--- Start Exercise input ---

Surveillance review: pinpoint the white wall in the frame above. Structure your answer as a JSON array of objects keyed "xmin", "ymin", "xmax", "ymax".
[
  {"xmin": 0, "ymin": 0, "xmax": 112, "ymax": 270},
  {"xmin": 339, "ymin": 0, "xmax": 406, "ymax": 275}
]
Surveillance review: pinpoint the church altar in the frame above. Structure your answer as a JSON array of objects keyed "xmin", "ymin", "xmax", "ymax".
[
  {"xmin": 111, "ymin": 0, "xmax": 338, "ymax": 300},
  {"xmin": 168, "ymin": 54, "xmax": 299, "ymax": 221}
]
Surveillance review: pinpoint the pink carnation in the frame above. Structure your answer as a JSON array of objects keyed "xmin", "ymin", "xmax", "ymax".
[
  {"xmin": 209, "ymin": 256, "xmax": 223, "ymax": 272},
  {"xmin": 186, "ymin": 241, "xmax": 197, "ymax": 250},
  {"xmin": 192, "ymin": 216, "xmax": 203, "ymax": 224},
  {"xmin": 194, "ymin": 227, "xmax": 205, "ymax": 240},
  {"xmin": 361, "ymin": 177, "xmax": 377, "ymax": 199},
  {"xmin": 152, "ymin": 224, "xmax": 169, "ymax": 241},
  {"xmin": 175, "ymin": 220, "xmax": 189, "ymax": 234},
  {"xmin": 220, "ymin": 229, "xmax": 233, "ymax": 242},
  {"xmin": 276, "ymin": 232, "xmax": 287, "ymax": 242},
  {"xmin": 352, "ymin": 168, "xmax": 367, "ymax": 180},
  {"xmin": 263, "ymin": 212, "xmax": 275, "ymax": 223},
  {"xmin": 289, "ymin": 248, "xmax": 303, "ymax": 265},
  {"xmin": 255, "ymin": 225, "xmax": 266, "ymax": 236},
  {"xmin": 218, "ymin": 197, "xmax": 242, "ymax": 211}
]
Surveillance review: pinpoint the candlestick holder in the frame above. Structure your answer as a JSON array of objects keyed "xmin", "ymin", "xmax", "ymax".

--- End Exercise input ---

Can you copy out word for word every line of the records, from the line containing "Surveillance review: pinpoint the church" up to and including the last line of the records?

Surveillance review: pinpoint the church altar in the frame above. Structure your answer as a JSON array of objects keyed "xmin", "ymin", "xmax", "ymax".
[
  {"xmin": 111, "ymin": 0, "xmax": 338, "ymax": 300},
  {"xmin": 168, "ymin": 54, "xmax": 299, "ymax": 221}
]
Surveillance review: pinpoint the pink carnation in the frame above. Structure your answer as a JSON array of objects keyed "xmin", "ymin", "xmax", "ymax".
[
  {"xmin": 209, "ymin": 256, "xmax": 223, "ymax": 272},
  {"xmin": 186, "ymin": 241, "xmax": 197, "ymax": 250},
  {"xmin": 192, "ymin": 216, "xmax": 203, "ymax": 224},
  {"xmin": 194, "ymin": 227, "xmax": 205, "ymax": 240},
  {"xmin": 361, "ymin": 177, "xmax": 377, "ymax": 199},
  {"xmin": 152, "ymin": 224, "xmax": 169, "ymax": 241},
  {"xmin": 175, "ymin": 220, "xmax": 189, "ymax": 234},
  {"xmin": 220, "ymin": 229, "xmax": 233, "ymax": 242},
  {"xmin": 276, "ymin": 232, "xmax": 287, "ymax": 242},
  {"xmin": 352, "ymin": 168, "xmax": 367, "ymax": 180},
  {"xmin": 263, "ymin": 212, "xmax": 275, "ymax": 223},
  {"xmin": 289, "ymin": 248, "xmax": 303, "ymax": 265},
  {"xmin": 255, "ymin": 225, "xmax": 266, "ymax": 236},
  {"xmin": 218, "ymin": 197, "xmax": 242, "ymax": 211}
]
Surveillance review: pinpoint the candlestick holder in the frame above. Structure your answer as a JSON array of objects keyed "xmin", "ymin", "xmax", "ymax".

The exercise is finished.